[Source material Boundary: Start]

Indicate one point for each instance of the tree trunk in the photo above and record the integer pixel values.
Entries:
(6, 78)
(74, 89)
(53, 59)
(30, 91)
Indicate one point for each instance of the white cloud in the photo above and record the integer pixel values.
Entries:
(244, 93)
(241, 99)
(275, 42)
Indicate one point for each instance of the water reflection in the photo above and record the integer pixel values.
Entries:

[Source material Boundary: End]
[Source material Boundary: Start]

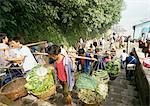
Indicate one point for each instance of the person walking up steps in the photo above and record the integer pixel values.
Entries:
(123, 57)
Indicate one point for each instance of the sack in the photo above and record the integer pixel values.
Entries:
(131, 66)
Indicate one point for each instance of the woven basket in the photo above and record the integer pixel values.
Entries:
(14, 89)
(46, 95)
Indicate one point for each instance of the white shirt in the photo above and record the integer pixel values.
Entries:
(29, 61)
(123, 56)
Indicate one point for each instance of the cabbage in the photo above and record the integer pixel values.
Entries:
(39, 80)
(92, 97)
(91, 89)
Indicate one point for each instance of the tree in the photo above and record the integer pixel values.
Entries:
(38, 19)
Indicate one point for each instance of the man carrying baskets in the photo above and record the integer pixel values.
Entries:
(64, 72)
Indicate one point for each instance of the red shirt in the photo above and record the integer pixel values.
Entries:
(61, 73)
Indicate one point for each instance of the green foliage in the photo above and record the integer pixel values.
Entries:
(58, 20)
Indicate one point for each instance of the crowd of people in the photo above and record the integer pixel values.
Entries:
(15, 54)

[Source material Boundary: End]

What lines above mention "shirt"? Copy each one.

Indicate one point for each instance of the white shirt in the photo above and record the integer pixel values.
Indicate one point for each instance of the red shirt in the photo above and record the integer pixel values.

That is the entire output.